Text to read

Re: [BUG REPORT] ktime_get_ts64 causes Hard Lockup

From: Jeff Merkey
Date: Wed Jan 20 2016 - 11:40:16 EST


On 1/20/16, Thomas Gleixner <tglx@xxxxxxxxxxxxx> wrote:
> Jeff,
>
> On Wed, 20 Jan 2016, Thomas Gleixner wrote:
>> On Tue, 19 Jan 2016, Jeff Merkey wrote:
>> > Nasty bug but trivial fix for this. What happens here is RAX (nsecs)
>> > gets set to a huge value (RAX = 0x17AE7F57C671EA7D) and passed through
>>
>> And how exactly does that happen?
>>
>> 0x17AE7F57C671EA7D = 1.70644e+18 nsec
>> = 1.70644e+09 sec
>> = 2.84407e+07 min
>> = 474011 hrs
>> = 19750.5 days
>> = 54.1109 years
>>
>> That's the real issue, not what you are trying to 'fix' in
>> timespec_add_ns()

Data listing
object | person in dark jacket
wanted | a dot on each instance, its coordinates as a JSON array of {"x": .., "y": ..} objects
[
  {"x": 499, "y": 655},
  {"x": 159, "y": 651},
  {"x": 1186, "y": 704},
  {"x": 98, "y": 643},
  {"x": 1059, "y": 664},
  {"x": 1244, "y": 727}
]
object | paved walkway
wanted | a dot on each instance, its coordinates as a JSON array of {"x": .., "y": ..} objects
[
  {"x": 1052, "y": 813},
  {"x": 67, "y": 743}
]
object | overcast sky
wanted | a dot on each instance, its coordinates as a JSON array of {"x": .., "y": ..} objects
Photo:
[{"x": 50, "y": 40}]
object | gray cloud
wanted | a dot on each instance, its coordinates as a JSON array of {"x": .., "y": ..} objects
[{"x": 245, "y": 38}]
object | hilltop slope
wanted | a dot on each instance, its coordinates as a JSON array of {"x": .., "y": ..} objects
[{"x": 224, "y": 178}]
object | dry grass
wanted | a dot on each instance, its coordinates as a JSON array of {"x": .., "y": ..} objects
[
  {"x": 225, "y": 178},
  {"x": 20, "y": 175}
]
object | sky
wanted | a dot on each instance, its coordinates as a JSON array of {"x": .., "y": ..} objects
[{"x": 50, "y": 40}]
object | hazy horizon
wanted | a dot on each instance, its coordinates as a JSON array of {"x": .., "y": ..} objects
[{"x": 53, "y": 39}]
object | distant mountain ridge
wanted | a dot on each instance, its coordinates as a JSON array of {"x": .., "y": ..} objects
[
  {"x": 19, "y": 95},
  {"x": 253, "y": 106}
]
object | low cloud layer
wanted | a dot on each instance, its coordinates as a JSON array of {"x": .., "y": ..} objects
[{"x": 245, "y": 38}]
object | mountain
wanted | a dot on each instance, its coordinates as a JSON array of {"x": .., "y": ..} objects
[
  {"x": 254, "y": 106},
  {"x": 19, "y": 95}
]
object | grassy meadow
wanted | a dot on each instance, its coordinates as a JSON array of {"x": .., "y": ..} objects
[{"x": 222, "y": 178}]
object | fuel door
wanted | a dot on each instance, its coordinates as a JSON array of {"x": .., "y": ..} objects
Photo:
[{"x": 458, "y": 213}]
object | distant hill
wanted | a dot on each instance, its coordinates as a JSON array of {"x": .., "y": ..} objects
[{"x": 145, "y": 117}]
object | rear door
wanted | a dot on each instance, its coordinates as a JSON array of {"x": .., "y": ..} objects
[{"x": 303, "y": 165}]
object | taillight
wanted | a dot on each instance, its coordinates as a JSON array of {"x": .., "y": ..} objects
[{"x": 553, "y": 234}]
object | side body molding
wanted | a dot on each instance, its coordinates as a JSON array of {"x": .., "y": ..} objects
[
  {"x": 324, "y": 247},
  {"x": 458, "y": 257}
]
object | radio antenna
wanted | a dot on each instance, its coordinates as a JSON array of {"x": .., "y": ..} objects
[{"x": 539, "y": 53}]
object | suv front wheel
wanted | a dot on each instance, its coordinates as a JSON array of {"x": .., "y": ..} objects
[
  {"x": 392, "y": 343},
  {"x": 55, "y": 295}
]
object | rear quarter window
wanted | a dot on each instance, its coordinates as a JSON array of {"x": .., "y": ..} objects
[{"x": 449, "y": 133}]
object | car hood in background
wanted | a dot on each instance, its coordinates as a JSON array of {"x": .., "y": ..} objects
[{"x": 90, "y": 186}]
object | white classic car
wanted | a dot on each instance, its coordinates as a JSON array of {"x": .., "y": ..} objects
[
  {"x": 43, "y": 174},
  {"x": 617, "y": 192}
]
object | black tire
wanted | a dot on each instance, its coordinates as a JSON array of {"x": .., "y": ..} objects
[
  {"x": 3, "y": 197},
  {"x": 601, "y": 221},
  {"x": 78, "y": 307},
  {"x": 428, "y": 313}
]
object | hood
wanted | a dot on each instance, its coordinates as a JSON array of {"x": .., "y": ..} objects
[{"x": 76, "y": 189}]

Set problem 1
Print the passage of the ktime_get_ts64 lockup thread starting with "On 1/20/16, Thomas" and going on through "does that happen?".
Set problem 2
In the ktime_get_ts64 lockup thread, how many years does Thomas Gleixner work out the RAX value to be?
Set problem 3
Take the ktime_get_ts64 lockup thread further from the point where it stops.

Output 1
On 1/20/16, Thomas Gleixner <tglx@xxxxxxxxxxxxx> wrote:
> Jeff,
>
> On Wed, 20 Jan 2016, Thomas Gleixner wrote:
>> On Tue, 19 Jan 2016, Jeff Merkey wrote:
>> > Nasty bug but trivial fix for this. What happens here is RAX (nsecs)
>> > gets set to a huge value (RAX = 0x17AE7F57C671EA7D) and passed through
>>
>> And how exactly does that happen?

Output 2
54.1109 years

Output 3
>
> And that's caused by stopping the whole machine for 20 minutes. It violates
> the assumption of the timekeeping core, that the maximum time which is
> between
> two updates of the core is < 5-10min. So that insane large number is caused
> by a
> mult overrun when converting the time delta to nanoseconds.
>
> You can find that limit via:
>
> # dmesg | grep tsc | grep max_idle_ns
> [ 5.242683] clocksource tsc: mask: 0xffffffffffffffff max_cycles:
> 0x21139a22526, max_idle_ns: 440795252169 ns
>
> So on that machine the limit is:
>
> 440795252169 nsec
> 440.795 sec
> 7.34659 min
>
> And before you ask or come up with patches: No, we are not going to add
> anything to the core timekeeping code to work around this limitation simply
> because its going to add overhead to a performance sensitive code path for
> a
> very limited value.

Given how fragile that code appears to be, this is reasonable.

>
> Keeping a machine stopped for 20 minutes will make a lot of other things
> unhappy, so introducing a 'fix' for that particular issue is just silly.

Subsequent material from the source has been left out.